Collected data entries
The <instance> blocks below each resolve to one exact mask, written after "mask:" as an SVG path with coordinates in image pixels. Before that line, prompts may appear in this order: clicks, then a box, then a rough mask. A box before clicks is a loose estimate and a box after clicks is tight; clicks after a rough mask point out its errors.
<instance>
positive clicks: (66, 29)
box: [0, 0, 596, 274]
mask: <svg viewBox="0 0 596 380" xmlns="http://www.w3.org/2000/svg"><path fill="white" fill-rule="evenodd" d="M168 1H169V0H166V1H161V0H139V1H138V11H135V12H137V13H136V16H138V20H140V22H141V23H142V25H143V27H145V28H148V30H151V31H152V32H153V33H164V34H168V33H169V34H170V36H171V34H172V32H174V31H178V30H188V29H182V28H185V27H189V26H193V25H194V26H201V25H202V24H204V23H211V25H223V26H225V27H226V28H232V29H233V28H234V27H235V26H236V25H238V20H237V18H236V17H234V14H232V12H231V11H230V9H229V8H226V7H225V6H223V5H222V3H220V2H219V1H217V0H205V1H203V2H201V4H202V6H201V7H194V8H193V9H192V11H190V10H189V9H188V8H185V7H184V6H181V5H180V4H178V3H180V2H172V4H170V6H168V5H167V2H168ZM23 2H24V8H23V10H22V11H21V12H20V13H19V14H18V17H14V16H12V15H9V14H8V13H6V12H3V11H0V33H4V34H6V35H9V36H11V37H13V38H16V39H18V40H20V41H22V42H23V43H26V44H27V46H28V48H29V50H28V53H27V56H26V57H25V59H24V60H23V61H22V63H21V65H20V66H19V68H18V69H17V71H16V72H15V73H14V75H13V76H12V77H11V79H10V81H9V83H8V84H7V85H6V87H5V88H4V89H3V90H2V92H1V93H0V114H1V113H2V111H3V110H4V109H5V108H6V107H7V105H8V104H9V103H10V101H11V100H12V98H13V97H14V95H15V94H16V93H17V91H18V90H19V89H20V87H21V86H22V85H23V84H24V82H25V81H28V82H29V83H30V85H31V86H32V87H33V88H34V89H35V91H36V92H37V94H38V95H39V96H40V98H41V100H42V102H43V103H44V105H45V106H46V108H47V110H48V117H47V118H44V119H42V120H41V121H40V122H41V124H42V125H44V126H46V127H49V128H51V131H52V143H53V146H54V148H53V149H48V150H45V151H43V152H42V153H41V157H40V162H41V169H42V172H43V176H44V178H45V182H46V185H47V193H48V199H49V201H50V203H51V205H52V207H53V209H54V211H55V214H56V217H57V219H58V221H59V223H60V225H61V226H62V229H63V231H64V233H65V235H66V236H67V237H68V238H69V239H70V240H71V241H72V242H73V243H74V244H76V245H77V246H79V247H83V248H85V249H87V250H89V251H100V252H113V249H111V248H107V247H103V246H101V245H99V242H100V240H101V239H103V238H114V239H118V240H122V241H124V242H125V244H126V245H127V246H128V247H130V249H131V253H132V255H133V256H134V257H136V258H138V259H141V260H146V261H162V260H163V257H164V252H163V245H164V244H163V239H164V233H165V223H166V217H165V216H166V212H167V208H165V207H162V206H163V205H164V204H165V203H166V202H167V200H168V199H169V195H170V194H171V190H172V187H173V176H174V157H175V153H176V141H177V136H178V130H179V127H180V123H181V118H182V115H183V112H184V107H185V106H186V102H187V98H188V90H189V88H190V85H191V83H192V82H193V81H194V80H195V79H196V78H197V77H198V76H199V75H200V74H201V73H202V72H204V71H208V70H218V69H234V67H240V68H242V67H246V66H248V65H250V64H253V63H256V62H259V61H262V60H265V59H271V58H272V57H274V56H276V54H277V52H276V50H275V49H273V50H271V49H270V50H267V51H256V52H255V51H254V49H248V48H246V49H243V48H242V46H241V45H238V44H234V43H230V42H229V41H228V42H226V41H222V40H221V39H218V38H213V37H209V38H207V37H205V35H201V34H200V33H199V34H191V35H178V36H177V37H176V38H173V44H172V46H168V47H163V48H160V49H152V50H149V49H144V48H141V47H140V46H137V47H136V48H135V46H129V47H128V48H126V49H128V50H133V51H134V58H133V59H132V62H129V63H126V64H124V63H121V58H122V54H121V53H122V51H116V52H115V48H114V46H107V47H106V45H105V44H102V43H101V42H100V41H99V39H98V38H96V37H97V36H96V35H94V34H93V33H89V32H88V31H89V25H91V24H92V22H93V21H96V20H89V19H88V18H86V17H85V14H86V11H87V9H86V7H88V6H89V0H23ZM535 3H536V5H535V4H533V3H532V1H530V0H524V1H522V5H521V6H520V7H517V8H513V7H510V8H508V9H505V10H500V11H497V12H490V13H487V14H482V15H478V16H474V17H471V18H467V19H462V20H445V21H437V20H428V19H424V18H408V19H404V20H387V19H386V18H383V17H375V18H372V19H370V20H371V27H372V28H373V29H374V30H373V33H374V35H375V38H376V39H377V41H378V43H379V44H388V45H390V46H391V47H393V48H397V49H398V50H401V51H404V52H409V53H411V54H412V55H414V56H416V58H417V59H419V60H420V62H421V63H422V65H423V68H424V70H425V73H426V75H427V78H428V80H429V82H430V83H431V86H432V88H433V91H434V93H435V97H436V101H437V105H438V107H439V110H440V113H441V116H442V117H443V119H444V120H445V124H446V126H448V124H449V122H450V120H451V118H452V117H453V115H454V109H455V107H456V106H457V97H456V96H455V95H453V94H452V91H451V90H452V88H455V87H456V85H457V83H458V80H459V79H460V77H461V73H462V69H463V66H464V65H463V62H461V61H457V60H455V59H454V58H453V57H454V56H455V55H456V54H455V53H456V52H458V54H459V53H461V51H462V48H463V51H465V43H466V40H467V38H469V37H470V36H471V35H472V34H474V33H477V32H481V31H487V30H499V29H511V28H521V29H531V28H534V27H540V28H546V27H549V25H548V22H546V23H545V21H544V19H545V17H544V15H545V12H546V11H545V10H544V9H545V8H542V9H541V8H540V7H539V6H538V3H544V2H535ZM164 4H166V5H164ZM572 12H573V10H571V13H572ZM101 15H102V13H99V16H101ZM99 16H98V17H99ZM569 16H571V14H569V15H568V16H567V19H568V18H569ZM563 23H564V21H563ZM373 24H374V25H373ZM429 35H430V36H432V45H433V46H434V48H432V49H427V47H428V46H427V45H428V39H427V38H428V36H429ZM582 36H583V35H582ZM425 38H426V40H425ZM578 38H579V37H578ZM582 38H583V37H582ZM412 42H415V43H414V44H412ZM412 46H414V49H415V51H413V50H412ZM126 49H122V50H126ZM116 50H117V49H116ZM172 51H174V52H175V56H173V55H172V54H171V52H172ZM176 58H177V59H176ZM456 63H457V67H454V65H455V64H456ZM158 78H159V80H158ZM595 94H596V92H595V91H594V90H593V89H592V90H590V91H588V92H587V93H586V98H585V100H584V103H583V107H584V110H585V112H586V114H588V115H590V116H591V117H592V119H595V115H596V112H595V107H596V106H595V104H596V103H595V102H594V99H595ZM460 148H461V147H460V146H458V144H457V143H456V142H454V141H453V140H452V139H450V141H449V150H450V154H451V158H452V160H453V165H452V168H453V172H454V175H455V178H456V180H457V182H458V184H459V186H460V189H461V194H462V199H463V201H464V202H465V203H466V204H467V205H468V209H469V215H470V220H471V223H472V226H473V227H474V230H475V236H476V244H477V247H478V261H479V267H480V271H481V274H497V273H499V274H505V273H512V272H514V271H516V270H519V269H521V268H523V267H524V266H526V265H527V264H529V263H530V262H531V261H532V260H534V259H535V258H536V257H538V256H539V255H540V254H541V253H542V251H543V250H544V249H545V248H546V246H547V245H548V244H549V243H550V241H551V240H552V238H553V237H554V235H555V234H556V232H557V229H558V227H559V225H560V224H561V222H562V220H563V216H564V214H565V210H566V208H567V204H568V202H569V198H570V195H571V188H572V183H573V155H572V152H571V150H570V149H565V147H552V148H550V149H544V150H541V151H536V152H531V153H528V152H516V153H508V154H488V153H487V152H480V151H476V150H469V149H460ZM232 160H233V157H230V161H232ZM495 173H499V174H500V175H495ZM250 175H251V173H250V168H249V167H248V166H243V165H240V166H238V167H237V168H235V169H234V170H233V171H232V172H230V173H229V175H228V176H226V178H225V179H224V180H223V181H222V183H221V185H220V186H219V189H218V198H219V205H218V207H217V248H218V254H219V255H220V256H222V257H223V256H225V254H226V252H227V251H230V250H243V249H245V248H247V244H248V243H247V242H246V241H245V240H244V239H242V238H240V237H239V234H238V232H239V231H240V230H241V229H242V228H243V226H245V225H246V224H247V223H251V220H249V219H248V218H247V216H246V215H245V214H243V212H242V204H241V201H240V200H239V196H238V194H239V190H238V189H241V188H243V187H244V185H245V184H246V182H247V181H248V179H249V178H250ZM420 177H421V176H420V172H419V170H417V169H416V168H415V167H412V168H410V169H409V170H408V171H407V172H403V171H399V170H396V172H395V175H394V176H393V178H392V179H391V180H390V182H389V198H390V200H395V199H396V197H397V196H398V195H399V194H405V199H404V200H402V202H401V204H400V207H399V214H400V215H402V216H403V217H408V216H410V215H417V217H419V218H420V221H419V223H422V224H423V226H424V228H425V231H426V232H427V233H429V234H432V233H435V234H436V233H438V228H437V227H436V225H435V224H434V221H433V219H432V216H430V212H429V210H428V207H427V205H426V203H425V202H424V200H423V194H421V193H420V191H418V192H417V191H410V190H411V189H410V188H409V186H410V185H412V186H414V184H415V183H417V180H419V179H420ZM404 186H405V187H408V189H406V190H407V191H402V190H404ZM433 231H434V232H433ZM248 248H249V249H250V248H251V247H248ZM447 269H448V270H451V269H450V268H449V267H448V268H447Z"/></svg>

> [WHAT IS REQUIRED]: Render each line of the listing, from its first line through the line that contains "box: [0, 0, 596, 274]", inclusive, as a Markdown table with the columns Row and Text, omitting any blank lines.

> [COMPLETED EXERCISE]:
| Row | Text |
|---|---|
| 1 | The <instance> blocks below each resolve to one exact mask, written after "mask:" as an SVG path with coordinates in image pixels. Before that line, prompts may appear in this order: clicks, then a box, then a rough mask. A box before clicks is a loose estimate and a box after clicks is tight; clicks after a rough mask point out its errors. |
| 2 | <instance> |
| 3 | positive clicks: (66, 29) |
| 4 | box: [0, 0, 596, 274] |